◆ Provided records
== == ==
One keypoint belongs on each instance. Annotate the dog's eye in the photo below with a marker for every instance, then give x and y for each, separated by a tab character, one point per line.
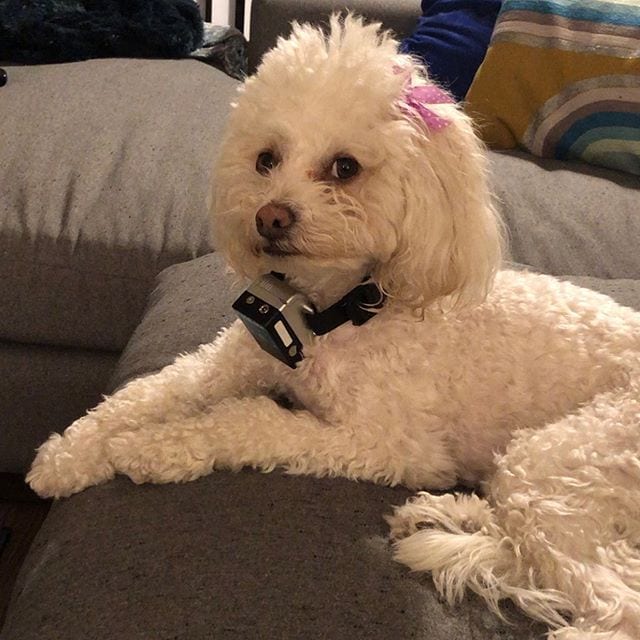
266	162
344	168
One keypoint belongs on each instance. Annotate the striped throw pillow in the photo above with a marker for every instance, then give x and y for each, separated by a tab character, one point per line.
562	79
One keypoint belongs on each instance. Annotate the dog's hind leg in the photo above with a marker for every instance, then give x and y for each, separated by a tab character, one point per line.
560	531
77	459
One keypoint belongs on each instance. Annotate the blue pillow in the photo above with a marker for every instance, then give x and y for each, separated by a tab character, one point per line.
452	37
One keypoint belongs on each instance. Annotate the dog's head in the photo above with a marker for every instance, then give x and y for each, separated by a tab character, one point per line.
330	172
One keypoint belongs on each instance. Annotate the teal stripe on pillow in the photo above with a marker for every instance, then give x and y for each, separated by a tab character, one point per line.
592	10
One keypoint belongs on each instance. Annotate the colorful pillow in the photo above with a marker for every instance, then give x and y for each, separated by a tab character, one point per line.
452	37
561	79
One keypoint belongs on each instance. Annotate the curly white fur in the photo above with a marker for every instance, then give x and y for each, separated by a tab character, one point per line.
516	382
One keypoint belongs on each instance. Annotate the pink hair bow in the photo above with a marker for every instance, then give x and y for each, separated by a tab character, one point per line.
417	97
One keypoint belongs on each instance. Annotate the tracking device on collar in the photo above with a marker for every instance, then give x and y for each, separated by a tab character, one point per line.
284	321
274	313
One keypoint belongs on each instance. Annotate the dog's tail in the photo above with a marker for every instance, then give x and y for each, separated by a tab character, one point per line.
560	532
455	538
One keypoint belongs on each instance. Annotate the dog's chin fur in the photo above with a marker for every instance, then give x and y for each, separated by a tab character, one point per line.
517	381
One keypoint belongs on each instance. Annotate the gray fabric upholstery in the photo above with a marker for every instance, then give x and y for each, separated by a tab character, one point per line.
569	218
105	173
188	307
243	556
44	389
271	18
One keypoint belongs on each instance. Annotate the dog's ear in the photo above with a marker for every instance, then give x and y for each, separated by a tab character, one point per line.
450	240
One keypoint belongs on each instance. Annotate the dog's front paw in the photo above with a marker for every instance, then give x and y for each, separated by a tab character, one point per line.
61	469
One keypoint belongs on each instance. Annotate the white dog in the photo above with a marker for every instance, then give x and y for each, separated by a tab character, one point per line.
340	165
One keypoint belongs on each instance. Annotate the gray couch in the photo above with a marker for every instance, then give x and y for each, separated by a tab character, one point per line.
105	171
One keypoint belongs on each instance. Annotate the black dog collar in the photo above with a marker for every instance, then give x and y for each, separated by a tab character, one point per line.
283	321
358	306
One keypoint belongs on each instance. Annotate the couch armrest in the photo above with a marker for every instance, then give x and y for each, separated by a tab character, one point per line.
271	18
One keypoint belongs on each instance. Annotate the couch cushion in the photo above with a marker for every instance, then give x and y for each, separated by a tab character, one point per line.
105	170
567	217
271	18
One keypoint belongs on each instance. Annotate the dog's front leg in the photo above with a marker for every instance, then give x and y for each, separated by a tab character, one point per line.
256	432
68	463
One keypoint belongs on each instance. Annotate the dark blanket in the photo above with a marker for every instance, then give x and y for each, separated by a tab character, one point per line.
41	31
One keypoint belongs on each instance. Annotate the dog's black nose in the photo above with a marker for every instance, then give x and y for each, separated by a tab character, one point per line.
274	220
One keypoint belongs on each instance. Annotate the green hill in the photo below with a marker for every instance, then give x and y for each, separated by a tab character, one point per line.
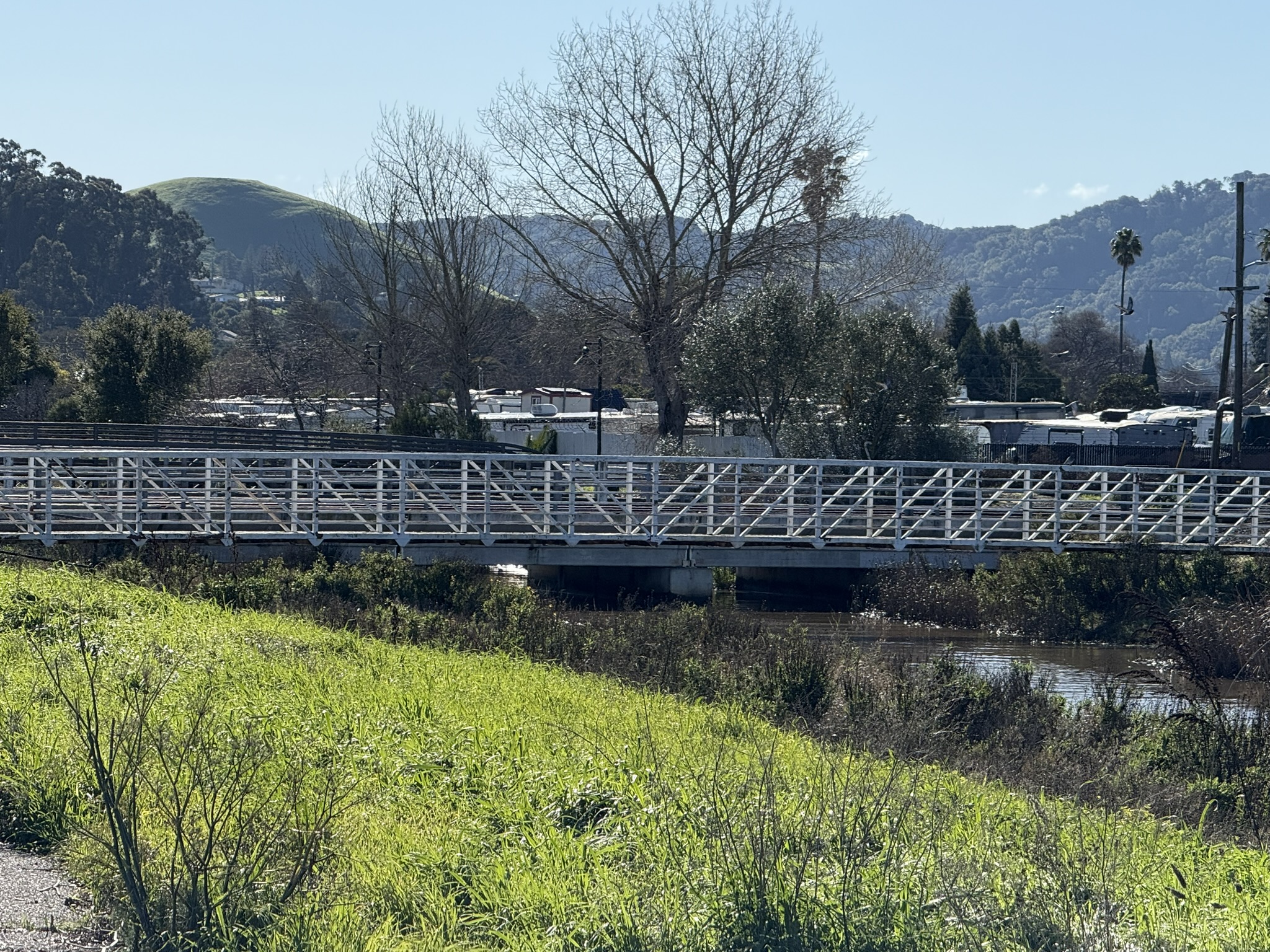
1188	234
239	215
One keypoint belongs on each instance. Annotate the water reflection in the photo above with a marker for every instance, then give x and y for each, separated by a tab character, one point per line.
1076	672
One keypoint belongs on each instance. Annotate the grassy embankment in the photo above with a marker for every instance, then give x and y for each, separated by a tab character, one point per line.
429	799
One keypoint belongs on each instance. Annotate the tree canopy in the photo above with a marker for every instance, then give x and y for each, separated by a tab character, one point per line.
140	364
886	397
74	244
22	359
765	355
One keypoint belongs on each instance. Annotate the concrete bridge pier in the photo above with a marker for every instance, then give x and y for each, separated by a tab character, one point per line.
690	583
837	587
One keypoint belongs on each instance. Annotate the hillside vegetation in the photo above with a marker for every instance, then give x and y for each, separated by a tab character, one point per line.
293	786
1188	232
241	215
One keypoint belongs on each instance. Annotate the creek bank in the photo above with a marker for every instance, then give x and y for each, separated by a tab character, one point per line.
41	908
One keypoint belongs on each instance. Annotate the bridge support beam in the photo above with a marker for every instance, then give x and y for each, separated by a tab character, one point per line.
691	583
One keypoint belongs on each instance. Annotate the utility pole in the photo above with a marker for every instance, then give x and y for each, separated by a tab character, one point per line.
1238	288
600	390
1221	387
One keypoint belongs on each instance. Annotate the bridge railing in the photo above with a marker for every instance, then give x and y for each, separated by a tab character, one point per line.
187	494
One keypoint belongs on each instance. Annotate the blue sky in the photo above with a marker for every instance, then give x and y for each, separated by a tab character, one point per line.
984	113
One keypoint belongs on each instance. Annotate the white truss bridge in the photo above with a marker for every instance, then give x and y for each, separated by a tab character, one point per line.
582	505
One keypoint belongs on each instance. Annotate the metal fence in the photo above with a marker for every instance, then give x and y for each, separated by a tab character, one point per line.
58	436
409	499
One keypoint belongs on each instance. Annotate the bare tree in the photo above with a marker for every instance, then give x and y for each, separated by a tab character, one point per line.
455	255
874	257
660	167
366	263
291	358
1083	351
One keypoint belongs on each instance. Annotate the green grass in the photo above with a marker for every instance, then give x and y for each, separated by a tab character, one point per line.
504	804
239	214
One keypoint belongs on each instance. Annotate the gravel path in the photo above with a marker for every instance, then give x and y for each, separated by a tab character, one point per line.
41	908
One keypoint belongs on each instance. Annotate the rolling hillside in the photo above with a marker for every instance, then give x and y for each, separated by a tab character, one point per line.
1186	231
1188	235
239	215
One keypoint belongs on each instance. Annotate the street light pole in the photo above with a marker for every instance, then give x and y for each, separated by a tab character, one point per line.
1237	412
600	390
1238	288
378	347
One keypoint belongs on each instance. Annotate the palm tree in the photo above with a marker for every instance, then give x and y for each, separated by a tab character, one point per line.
826	177
1126	249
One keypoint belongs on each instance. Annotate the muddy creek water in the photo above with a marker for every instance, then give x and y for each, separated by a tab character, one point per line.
1077	672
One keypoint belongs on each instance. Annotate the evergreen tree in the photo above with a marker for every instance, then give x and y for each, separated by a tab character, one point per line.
977	367
140	363
1148	367
962	316
1036	380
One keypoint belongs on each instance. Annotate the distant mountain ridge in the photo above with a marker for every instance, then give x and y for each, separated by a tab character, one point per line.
241	215
1188	235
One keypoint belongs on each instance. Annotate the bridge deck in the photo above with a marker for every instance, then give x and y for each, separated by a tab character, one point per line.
516	500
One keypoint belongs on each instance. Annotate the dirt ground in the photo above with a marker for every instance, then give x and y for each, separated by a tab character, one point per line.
41	909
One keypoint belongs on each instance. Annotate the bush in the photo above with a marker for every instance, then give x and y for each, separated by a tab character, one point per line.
917	592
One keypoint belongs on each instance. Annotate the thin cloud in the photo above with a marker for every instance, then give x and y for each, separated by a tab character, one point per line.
1086	193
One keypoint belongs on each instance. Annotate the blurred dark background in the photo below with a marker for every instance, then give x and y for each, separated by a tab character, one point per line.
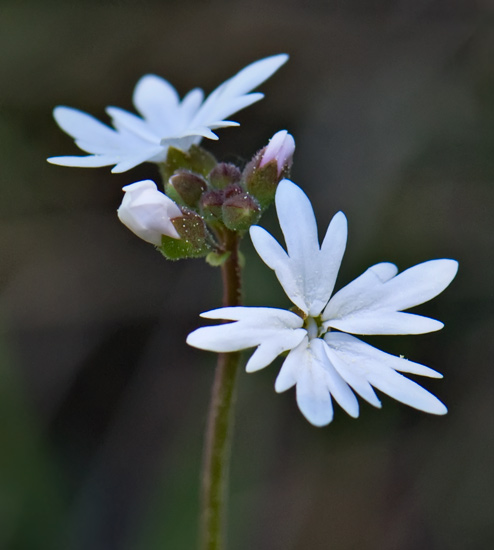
== == ==
◆ Goal
Beginning at the line with "One keypoint belongs on each instance. Annotate the bush", reproduce each line exactly through the last line of the records above, with pictures left out.

◆ Reply to the exercise
One keypoint belongs on each instance. Annotate the bush in the photo above with a marker for every instance, then give x and y for each, separated by a tab character, one point per line.
917	592
One keypoint belongs on each instance. Annotate the thin cloud in the photo above with a marker for every instance, then give x and y for each, separated by a tab character, one point per line.
1086	193
One keypoint belongs on each instance. Annotate the blurred dark background in the photo below with a marker for every instance, then give x and y for each, separated by a tab character, one point per line.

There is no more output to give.